_SET EXERCISE 1_.
Could you arrange the rows below as a JSON list of strings, one string per line with blank lines left out, taking everything from the line that contains "Do you spot any railing" down to the line that contains "[0,0,180,220]", both included?

_EXCERPT PROVIDED_.
◇ ◇ ◇ ◇ ◇ ◇ ◇

# 4x4 BLD memo times



## tim (Nov 3, 2007)

Hi,

i wonder, how fast you guys can memorize a 4x4? And how long the centers/edges take to memorize.

I started to try big cubes blindfolded right after my 6 cubes multi bld attempt two days ago. I still have to create a memo system for the centers and learn how to solve them .
I tried to solve the edges blindfolded four times now and my best memo time was 3:30 for edges (unsolved centers and corners). Execution took me another 3 minutes with r2. I hope to get that down to 1 minute memo, or at least 1:30 min.

Another question: How many centers do you have to memorize on average/in the worst case?

Thanks for your replies 

argh, i almost forgot that: Thanks to Daniel, Chris, Erik(r2 ) and the other guys, who posted at the yahoo group/this forum, for all those nice guides/tutorials for big cubes blindfolded, they helped me a lot .

Tim


----------



## Mike Hughey (Nov 3, 2007)

Wow! You're just amazingly fast. You'll probably be sub-15 minutes on your first 4x4x4 BLD solve. And my best so far is just under 20 minutes. So obviously I don't have much to contribute to help you - hopefully the guys who are good at it can help more.

My typical time for memorizing the edges is 5 to 7 minutes. I don't think I've ever memorized them in 3:30. I'm running 10 to 14 minutes to memorize the whole cube now most of the time. My best ever is a little over 8 minutes. The centers are definitely faster to memorize than the edges for me, and a little faster to execute as well.

Somewhere there's a thread where someone calculated the odds for how many centers are already solved on the 4x4x4. I can't seem to find it right now, but the average came out somewhere between 7 and 8, I think. It's common to see anywhere from 7 to 11, in my experience.

(Slightly off-topic, but somewhat related
I just tried my first solve using Roman Rooms (well, a single Roman Room - it just barely all fit in the one room), and I was impressed with the results. I took 12 minutes to memorize, but that was probably because I wasn't really used to the system. It seemed pretty easy, and then I was amazed by how easy it was to recall during the solve. I had a successful 4x4x4 solve, time was 22:08.69. That's pretty good for me - 10 minutes execution is really fast for me. I think I may have to switch to Roman Rooms.

◇ ◇ ◇ ◇ ◇ ◇ ◇

_Collected data_.
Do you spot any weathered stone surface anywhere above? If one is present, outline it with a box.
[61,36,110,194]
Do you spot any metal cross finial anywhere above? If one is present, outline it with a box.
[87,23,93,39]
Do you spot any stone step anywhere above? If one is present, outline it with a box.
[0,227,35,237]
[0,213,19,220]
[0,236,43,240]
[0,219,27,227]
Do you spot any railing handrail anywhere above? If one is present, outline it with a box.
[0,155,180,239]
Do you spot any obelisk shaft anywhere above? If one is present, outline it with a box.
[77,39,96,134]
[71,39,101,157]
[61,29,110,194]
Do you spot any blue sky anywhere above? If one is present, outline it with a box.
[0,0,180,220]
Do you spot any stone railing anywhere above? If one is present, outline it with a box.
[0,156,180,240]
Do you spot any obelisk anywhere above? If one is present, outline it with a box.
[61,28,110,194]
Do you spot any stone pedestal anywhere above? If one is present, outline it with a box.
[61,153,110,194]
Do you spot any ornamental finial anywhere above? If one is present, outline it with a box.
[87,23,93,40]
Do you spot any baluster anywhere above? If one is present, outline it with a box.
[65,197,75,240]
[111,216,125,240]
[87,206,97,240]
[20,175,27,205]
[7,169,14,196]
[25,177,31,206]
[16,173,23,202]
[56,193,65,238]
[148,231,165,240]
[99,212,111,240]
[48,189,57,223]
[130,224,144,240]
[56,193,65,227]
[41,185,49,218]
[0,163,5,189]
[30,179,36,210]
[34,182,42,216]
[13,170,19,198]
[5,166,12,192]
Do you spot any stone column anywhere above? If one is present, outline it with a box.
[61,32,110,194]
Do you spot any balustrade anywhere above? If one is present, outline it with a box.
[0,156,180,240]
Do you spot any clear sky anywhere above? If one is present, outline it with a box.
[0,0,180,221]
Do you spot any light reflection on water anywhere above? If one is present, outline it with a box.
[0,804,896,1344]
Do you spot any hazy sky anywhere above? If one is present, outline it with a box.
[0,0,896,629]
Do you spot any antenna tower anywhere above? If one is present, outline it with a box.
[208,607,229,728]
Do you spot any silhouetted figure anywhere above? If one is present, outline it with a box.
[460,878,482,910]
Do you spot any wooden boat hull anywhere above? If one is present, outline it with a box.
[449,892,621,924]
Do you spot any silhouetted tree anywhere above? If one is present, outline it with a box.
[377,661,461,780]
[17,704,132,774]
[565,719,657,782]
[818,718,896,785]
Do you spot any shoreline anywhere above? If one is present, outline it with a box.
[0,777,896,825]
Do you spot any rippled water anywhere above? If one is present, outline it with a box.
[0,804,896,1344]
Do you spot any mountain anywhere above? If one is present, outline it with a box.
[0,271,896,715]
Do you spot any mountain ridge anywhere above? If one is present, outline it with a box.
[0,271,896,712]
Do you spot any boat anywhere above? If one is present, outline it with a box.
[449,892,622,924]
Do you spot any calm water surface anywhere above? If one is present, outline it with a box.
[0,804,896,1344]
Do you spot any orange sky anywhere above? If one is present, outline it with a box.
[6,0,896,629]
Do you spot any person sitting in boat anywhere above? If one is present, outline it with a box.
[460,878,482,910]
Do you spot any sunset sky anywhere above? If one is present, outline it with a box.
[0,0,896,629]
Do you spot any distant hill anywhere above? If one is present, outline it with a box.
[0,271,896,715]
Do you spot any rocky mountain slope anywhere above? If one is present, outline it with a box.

◇ ◇ ◇ ◇ ◇ ◇ ◇

_SET EXERCISE 2_.
In the 4x4 BLD thread above, which people does Tim thank by name?

_FULL RESPONSE 1_.
[
  "Do you spot any railing handrail anywhere above? If one is present, outline it with a box.",
  "[0,155,180,239]",
  "Do you spot any obelisk shaft anywhere above? If one is present, outline it with a box.",
  "[77,39,96,134]",
  "[71,39,101,157]",
  "[61,29,110,194]",
  "Do you spot any blue sky anywhere above? If one is present, outline it with a box.",
  "[0,0,180,220]"
]

_FULL RESPONSE 2_.
Daniel, Chris, and Erik